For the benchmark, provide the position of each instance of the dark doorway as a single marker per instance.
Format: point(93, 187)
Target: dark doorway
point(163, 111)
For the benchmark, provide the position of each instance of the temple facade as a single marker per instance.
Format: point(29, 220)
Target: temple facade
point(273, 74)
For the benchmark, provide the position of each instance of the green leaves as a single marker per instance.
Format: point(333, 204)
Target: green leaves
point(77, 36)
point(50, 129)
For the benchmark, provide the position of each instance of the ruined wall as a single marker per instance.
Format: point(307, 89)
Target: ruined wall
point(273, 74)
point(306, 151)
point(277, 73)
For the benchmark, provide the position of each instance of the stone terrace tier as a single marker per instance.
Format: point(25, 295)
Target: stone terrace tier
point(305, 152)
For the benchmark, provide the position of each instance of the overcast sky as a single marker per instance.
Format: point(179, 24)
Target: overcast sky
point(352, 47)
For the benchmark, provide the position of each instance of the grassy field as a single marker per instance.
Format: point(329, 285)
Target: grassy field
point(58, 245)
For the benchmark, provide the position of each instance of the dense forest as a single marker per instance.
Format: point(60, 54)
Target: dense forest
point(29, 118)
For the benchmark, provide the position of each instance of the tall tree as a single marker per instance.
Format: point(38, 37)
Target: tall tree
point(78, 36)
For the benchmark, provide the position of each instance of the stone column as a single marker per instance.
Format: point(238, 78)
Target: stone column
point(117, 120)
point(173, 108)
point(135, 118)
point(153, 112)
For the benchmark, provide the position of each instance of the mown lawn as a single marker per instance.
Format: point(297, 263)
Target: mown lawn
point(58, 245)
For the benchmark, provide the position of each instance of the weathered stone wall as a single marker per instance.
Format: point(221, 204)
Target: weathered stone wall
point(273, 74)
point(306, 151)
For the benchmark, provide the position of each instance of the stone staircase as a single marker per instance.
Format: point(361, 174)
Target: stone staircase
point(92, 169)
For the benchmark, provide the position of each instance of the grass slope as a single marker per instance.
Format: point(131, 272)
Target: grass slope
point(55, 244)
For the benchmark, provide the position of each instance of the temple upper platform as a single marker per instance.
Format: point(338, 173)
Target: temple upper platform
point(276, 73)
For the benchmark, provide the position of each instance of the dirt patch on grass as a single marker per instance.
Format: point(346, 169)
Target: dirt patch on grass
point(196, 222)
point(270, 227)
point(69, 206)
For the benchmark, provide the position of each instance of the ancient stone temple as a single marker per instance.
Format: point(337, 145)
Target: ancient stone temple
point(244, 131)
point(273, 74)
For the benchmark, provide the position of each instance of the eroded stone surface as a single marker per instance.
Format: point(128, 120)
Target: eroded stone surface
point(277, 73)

### Task requirements
Rewrite the lines starting at the line containing "facade as a single marker per instance." and ending at the line containing "point(153, 112)", keeping every request line, and offset each coordinate in the answer points by adding 15. Leave the numbers in the request lines and format samples unchanged.

### Exercise output
For the benchmark, provide the position of each instance of the temple facade as a single marker per instance.
Format: point(29, 220)
Target: temple facade
point(288, 89)
For the benchmark, provide the position of each instance of the green leaves as a single marker per instance.
Format: point(333, 204)
Target: green leaves
point(92, 51)
point(65, 144)
For the benchmark, provide the position of each instance of the ruined wall as a single marker per instance.
Format: point(307, 89)
Target: ruined wall
point(288, 89)
point(321, 166)
point(292, 88)
For the benchmark, provide the position of each instance of the stone terrace tier as a single marker per instance.
Format: point(25, 295)
Target: stone terrace tier
point(320, 167)
For the benchmark, provide the position of each instance of the overcast sky as a single marker per instance.
Format: point(179, 24)
Target: overcast sky
point(367, 62)
For the benchmark, provide the position of each instance of the grassy field as a single marker per instance.
Format: point(329, 285)
Target: grassy field
point(73, 260)
For the benchmark, provide the position of each instance of the dense forest as a single marker per instance.
Format: point(60, 54)
Target: dense forest
point(44, 133)
For the benchmark, provide the position of each instance of the tall tree as a single marker per instance.
Format: point(38, 37)
Target: tall tree
point(93, 51)
For the benchmark, provide the position of each instance of the stone column as a single marker per instance.
Format: point(238, 78)
Target: stone column
point(132, 135)
point(188, 123)
point(150, 133)
point(168, 127)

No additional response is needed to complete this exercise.